### PAGE TEXT
:::::
← Certificate IV qualifications
Certificate IV in Veterinary Nursing
ACM - Animal Care and Management
Industry-recognised veterinary-nursing qualification. Many graduates progress to clinical leadership roles.
Entry requirements
- Employment in a veterinary practice
What you will learn
The ACM40418 is the formal veterinary nursing qualification recognised by the Veterinary Nurses Council of Australia (VNCA). Core units include assisting with surgical procedures, providing nursing care to animal patients, performing clinical pathology, administering and monitoring anaesthesia under veterinary direction, performing intravenous and subcutaneous injections, dental scaling and polishing under direction, and educating clients on animal husbandry and preventive health. You also study animal handling for cats, dogs, exotics and livestock, practice management, and animal welfare under the relevant state Code of Practice.
Skills you build
- Surgical preparation and theatre nursing
- Anaesthesia monitoring and recovery
- Clinical pathology (blood, urine, faecal analysis)
- Radiography positioning and operation
- Intravenous and subcutaneous injection technique
- Dental scaling and polishing under veterinary direction
- Client education and reception duties
How the course runs
Most students study while employed at a veterinary practice over 18 to 24 months, with theory delivered through blended online and TAFE block release. Around 600 to 800 hours of formal training plus on-job hours in a working veterinary practice. Theory and practical roughly 40/60. Some RTOs offer it as a paid traineeship under the Australian Apprenticeships framework.
How you will be assessed
- Practical demonstrations in veterinary teaching hospitals
- Workplace observation by a registered veterinarian
- Written knowledge tests per unit of competency
- Case study presentations on animal nursing care plans
- On-job log book of procedures performed
Workplace and placement
Concurrent employment in a veterinary practice is required for the duration of the course. Wages are set under the Animal Care and Veterinary Services Award. The practice provides supervision and on-job training under a registered veterinarian. Most students complete the course through a paid traineeship, while some study part-time as practice employees.
:::::
### LISTED ENTRIES
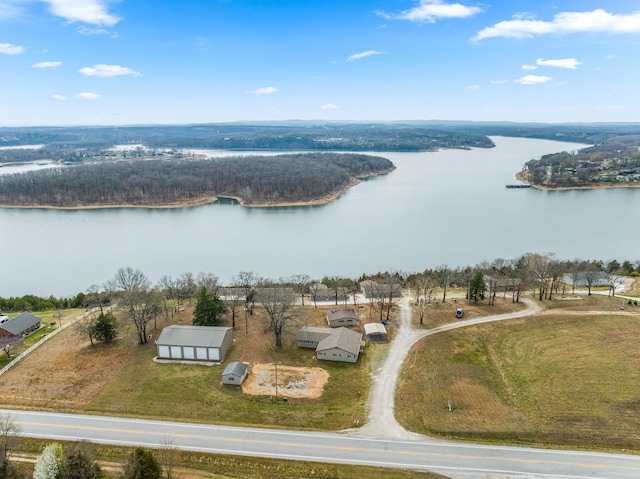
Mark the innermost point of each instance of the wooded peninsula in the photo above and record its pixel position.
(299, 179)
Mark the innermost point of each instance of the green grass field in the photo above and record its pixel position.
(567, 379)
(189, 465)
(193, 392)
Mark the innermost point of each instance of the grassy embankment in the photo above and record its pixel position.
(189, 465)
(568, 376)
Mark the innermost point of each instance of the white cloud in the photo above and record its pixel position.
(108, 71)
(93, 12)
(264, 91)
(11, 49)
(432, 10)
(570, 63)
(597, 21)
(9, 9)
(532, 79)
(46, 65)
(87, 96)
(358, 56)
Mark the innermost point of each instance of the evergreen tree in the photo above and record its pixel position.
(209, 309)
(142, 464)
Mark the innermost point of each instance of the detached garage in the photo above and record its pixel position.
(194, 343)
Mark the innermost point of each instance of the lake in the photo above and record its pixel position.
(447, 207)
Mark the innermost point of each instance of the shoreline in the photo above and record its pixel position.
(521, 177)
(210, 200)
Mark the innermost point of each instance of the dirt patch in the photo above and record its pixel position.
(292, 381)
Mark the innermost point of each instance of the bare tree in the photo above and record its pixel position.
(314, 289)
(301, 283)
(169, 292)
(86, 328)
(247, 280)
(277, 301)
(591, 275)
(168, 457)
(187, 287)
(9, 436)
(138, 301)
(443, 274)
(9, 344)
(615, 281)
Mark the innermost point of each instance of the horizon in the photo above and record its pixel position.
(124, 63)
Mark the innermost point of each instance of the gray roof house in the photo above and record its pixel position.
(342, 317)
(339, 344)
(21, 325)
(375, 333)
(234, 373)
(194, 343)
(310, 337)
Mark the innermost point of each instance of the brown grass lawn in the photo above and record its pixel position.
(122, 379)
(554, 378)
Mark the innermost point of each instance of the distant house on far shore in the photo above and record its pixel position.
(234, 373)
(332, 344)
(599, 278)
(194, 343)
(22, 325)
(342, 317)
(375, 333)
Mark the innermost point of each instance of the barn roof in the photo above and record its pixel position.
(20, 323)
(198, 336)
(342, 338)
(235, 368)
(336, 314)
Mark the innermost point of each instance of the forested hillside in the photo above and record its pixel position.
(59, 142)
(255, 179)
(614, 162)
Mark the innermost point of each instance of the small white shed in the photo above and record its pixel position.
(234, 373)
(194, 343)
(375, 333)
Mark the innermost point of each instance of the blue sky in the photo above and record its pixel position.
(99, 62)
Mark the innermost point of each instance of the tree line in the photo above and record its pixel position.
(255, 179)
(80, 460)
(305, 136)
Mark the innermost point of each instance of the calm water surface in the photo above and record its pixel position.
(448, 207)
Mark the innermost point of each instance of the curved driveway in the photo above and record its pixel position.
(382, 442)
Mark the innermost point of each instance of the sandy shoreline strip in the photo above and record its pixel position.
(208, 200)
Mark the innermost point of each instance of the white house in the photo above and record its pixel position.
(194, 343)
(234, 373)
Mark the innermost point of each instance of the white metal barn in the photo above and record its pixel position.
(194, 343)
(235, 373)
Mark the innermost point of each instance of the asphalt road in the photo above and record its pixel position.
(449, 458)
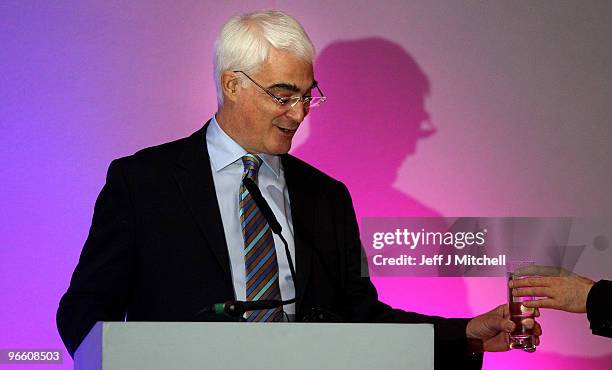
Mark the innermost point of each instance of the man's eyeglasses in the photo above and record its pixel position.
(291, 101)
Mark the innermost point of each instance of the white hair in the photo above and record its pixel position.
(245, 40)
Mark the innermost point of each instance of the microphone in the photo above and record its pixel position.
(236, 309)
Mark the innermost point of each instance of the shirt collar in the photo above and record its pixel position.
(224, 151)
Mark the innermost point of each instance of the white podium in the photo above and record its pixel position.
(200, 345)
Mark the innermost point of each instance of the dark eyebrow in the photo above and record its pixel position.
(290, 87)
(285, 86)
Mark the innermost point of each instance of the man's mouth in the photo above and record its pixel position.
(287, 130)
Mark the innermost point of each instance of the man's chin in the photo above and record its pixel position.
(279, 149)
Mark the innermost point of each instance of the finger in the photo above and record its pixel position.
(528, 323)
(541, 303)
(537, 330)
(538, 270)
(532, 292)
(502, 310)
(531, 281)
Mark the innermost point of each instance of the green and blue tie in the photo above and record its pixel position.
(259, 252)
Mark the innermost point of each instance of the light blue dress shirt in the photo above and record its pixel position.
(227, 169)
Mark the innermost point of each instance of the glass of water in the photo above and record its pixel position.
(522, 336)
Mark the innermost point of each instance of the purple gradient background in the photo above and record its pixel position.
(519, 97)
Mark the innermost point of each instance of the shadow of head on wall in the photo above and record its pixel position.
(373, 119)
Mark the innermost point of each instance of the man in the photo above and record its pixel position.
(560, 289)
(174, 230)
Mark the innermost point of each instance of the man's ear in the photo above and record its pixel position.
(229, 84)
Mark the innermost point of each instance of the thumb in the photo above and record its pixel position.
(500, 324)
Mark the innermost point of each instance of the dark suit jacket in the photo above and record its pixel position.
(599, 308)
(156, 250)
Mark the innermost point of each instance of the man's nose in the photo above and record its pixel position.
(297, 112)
:::::
### WHAT YOU WILL DO
1) According to the veterinary nursing course page, under which award are wages set?
2) Continue the veterinary nursing course page from where it stops.

### ANSWERS TO THE EXERCISE
1) The Animal Care and Veterinary Services Award.

2)
Typical employers
- Small animal veterinary clinics
- 24-hour emergency veterinary hospitals
- Specialist veterinary referral hospitals
- Mixed practice and rural veterinary clinics
- Animal shelters and welfare organisations (RSPCA, AWL)
- Zoo, wildlife park and aquarium veterinary teams
Pay after this qualification
$52,000 - $70,000 per year
Source: https://www.jobsandskills.gov.au/explore-careers/occupation/veterinary-nurses. Last reviewed 2026-05-21.
Is this the right course for you?
You probably thrive here if
- You can stay calm in emotionally heavy moments (euthanasia, trauma)
- You can handle bodily fluids and surgical environments
- You can work shift hours including weekends and emergencies
- You can deal with grieving clients compassionately
- You can multitask between reception, theatre and treatment
It is probably not for you if
- You cannot stomach surgical wounds or euthanasia
- You have a back condition that limits restraint and lifting
- You react badly to animal allergens (cat, dog dander)
- You struggle with the emotional weight of pet loss
After you finish
After Cert IV you can progress to the Diploma of Veterinary Nursing (ACM50219) for advanced practice roles in emergency, surgery, dentistry or anaesthesia specialisations. Bachelor of Veterinary Technology at Charles Sturt and University of Adelaide accepts the Cert IV as a pathway. Bachelor of Veterinary Science programs at Sydney, Melbourne, UQ, Murdoch and Adelaide require ATAR-equivalent entry but recognise the Cert IV in mature age portfolios.